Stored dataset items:
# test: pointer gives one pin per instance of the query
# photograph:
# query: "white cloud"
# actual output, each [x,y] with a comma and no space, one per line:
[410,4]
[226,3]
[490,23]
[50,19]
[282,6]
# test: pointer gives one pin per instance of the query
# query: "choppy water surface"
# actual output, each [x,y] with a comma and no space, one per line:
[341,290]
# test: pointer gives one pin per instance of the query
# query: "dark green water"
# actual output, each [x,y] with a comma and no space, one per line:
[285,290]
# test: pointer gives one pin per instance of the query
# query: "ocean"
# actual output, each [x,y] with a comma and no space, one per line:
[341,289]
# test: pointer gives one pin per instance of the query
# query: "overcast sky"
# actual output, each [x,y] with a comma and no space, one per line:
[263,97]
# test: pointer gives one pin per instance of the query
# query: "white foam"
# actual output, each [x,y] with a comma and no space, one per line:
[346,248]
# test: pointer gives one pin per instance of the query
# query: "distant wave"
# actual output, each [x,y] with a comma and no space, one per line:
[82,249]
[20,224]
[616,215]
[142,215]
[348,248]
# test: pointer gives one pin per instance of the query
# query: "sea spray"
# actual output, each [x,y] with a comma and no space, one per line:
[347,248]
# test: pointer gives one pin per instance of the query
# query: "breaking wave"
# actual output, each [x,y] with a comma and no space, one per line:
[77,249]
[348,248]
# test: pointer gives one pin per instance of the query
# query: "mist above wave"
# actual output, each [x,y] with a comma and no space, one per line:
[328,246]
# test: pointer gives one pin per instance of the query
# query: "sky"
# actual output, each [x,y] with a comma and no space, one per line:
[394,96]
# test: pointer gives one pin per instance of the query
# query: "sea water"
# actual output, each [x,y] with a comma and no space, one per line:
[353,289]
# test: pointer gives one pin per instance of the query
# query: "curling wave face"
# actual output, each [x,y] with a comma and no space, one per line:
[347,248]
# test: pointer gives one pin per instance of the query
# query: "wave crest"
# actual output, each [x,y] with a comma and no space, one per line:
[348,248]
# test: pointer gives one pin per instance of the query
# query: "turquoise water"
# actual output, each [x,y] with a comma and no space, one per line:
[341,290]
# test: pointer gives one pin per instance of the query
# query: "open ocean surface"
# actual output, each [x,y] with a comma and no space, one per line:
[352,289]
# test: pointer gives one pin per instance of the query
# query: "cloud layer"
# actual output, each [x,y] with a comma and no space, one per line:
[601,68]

[Exercise prompt]:
Across the records above, how many lines contain the word "surface"? Give the number by itself.

[Your solution]:
2